• Work to be completed: Copy the data from the line containing "For every instance of the yellow metal" through the last line, changing each "compact form" to "short form" and leaving everything else as is.

--- BEGIN Extracted material ---

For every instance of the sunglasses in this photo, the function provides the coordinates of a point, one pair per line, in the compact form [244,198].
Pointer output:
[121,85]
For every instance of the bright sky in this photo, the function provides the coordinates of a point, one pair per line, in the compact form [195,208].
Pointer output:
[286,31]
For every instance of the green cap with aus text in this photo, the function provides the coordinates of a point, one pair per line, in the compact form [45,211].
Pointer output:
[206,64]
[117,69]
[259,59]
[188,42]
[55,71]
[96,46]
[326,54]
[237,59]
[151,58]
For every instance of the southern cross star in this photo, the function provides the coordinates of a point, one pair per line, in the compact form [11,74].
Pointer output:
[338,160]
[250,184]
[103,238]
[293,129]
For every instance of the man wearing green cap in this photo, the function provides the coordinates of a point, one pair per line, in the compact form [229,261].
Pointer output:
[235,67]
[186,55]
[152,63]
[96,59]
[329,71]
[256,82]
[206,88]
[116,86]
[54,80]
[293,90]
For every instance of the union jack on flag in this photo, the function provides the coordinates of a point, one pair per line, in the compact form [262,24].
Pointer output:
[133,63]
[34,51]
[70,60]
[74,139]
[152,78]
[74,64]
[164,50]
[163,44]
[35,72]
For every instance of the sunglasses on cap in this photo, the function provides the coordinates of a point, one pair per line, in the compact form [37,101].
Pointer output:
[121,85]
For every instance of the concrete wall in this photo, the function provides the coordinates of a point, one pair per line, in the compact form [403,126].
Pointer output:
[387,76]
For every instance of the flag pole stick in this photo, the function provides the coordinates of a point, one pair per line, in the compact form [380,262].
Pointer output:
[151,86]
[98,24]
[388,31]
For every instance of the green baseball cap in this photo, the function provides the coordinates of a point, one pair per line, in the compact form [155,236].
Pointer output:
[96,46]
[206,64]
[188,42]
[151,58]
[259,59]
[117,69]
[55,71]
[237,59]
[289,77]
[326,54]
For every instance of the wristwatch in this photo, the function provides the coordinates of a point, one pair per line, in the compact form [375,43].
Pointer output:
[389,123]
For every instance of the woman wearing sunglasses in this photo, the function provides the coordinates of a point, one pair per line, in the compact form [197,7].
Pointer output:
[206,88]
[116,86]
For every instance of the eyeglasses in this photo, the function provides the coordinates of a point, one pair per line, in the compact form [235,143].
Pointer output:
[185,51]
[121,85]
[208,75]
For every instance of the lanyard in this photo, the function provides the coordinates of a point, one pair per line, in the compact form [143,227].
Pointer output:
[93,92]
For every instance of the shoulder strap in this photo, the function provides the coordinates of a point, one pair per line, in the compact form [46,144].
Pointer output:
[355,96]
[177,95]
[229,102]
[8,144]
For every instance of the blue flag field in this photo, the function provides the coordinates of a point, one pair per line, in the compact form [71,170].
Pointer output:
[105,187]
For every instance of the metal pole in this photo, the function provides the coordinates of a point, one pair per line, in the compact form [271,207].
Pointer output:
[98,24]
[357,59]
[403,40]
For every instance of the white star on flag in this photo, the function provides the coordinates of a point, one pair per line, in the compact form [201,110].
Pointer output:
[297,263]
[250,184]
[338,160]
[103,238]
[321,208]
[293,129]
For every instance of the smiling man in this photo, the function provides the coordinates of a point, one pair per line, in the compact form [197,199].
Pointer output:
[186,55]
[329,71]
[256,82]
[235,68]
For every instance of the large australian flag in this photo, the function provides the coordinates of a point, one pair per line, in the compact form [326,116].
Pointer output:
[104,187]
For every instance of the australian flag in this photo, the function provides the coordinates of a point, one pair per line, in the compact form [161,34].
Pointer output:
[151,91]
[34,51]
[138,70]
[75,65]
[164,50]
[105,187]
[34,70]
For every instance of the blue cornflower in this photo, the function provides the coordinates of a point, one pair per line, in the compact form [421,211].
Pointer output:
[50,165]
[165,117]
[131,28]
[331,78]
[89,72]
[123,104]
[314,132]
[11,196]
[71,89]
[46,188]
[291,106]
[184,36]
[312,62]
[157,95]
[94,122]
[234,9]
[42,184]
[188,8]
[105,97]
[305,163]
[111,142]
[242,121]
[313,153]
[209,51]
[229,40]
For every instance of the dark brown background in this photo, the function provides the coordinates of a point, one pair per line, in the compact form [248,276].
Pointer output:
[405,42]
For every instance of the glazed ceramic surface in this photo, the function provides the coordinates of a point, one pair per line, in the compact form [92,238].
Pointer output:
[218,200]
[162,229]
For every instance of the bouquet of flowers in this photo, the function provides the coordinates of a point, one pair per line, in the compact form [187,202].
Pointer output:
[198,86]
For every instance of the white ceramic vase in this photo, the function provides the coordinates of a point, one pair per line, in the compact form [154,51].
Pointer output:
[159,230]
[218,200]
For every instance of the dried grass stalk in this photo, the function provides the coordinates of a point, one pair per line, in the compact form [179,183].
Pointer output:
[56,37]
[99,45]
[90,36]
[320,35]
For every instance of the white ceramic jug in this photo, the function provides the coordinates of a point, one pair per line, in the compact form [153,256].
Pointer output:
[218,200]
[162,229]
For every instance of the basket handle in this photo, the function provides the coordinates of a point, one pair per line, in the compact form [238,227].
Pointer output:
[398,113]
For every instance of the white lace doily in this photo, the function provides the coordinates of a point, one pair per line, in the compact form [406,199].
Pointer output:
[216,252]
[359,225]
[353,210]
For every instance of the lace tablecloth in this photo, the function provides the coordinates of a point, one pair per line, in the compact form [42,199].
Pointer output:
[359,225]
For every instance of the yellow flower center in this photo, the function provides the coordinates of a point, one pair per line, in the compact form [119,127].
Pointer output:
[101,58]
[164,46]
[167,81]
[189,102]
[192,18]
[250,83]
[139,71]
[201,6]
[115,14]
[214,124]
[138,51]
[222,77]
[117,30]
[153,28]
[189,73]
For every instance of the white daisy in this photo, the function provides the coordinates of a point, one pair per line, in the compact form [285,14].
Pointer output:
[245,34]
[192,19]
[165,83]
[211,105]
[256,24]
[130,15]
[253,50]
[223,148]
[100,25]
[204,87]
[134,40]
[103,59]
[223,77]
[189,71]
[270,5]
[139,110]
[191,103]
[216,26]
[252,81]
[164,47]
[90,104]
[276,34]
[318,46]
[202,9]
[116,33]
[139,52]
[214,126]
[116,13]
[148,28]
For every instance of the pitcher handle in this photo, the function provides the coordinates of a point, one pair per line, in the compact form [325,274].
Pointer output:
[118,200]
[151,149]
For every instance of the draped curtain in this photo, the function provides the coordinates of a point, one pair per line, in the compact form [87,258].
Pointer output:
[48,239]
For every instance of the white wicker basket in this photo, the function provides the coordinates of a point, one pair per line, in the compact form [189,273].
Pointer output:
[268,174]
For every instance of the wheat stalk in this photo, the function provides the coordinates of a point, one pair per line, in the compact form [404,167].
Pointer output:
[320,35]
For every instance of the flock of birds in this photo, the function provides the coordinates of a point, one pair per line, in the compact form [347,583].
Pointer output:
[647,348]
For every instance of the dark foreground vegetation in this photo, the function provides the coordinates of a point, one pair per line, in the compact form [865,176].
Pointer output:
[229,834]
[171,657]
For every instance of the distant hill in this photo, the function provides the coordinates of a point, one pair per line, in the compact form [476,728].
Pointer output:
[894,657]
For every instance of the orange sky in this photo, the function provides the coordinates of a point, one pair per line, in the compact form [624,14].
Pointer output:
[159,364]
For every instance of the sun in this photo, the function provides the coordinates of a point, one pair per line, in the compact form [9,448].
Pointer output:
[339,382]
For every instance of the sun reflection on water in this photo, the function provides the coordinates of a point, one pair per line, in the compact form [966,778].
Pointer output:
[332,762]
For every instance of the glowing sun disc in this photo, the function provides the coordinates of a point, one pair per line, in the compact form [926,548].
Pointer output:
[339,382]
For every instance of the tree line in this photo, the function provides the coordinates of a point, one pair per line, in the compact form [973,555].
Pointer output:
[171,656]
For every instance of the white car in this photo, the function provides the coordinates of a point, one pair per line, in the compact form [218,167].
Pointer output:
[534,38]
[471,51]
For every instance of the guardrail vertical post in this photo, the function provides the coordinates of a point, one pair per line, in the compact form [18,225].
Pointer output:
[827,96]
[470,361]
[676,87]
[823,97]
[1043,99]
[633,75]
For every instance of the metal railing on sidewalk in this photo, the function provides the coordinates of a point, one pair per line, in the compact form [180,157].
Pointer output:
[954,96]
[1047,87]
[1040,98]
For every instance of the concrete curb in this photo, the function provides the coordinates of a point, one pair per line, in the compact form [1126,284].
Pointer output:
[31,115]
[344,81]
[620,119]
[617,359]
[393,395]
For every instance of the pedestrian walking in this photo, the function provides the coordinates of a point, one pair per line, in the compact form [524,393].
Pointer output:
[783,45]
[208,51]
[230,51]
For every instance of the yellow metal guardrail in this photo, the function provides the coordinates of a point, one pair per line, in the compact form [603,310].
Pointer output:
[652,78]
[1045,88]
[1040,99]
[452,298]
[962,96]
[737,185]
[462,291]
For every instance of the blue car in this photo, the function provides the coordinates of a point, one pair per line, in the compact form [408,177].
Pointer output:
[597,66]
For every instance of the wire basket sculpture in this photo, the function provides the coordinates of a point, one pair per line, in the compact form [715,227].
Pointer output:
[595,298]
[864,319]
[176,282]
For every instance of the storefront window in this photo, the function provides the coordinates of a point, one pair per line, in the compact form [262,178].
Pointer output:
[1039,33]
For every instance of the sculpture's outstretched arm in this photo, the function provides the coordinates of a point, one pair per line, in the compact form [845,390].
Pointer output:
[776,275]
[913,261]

--- END Extracted material ---

• Problem solution:
For every instance of the yellow metal guardrail in this photo, the function provides the coordinates of a point, one pair per line, in the short form [603,310].
Pointer output:
[652,78]
[1045,88]
[1040,99]
[452,298]
[962,96]
[737,185]
[462,291]
For every instance of the blue car in this photo, the function provides the coordinates of a point, one pair per line, in the short form [408,177].
Pointer output:
[597,66]
For every instance of the wire basket sculpture in this photo, the function provides the coordinates of a point, one pair per line, in the short form [715,227].
Pointer output:
[595,298]
[864,319]
[176,282]
For every instance of the storefront window in this photo, the function provides the coordinates of a point, one pair per line, in the short form [262,178].
Pointer output:
[1039,33]
For every instance of the sculpture's outstretched arm in this photo, the function provides the coordinates of a point, one pair per line, in the short form [845,390].
Pointer output:
[776,275]
[913,261]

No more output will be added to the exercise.